▶ [RECORDS TO PROCESS]
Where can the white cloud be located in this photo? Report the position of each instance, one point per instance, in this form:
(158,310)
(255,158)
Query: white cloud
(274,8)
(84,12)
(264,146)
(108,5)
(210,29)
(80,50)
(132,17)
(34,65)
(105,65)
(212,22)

▶ [YOUR INSTRUCTIONS] Reproduce all of the items above word for word, line by line.

▶ [ANSWER TO THE PROBLEM]
Where can the white cloud be located in this photo? Report the position of each instance, one point per instance, in this form:
(158,310)
(255,158)
Query: white cloud
(274,8)
(84,12)
(264,146)
(108,5)
(210,29)
(80,50)
(132,17)
(34,65)
(105,65)
(212,22)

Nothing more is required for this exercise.